[Begin Data supplied]

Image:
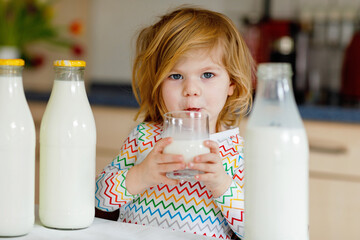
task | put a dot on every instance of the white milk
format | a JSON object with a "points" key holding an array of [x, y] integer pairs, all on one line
{"points": [[188, 148], [276, 157], [17, 159], [67, 158]]}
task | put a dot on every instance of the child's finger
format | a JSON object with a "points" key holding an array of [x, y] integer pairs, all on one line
{"points": [[204, 167], [170, 167], [207, 158], [212, 145], [171, 158], [160, 145]]}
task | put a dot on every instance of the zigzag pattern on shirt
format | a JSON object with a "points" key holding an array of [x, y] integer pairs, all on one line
{"points": [[175, 225], [160, 213], [178, 198], [173, 206], [188, 206]]}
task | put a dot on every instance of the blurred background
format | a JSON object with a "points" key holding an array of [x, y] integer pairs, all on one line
{"points": [[320, 38]]}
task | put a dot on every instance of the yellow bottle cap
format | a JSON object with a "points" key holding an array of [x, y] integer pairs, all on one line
{"points": [[69, 63], [12, 62]]}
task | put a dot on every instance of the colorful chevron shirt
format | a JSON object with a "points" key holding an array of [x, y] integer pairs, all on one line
{"points": [[188, 206]]}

[End Data supplied]

What this task involves: Copy the data above with every "put a dot on" swapped for "place a point on" and nothing else changed, and leave out the pictures.

Task answer:
Image:
task | place a point on every instance of the white milk
format | a JSON object with a "points" key holding an array of [x, y] integer pairs, all on one line
{"points": [[188, 148], [276, 157], [17, 159], [67, 158]]}
task | place a point on every instance of the child's finger
format | a JSON object with a "points" key holding an array of [x, y] integer pairs, all on one line
{"points": [[204, 167], [170, 167], [207, 158], [212, 145], [171, 158], [160, 145]]}
task | place a point on every instance of the zigzag pattern on shirt
format | a JSON object with a "points" key holding an array of [x, y] integer pairs, all on one line
{"points": [[175, 225], [160, 213], [178, 198], [173, 206], [188, 206]]}
task | place a point on every instance of the blurred background
format | a JSON object with a "points" key holding an array of [x, y] integer pairs, all on one line
{"points": [[320, 38]]}
task | place a point on every instance of the yellow bottle cap
format | a JSON object with a "points" key holding an array of [x, y] integer pairs, all on one line
{"points": [[69, 63], [12, 62]]}
task | place a point on every instance of the colorful chevron shirt
format | a JSON object with a "points" key holding an array of [x, y] integer pairs, all on one line
{"points": [[188, 206]]}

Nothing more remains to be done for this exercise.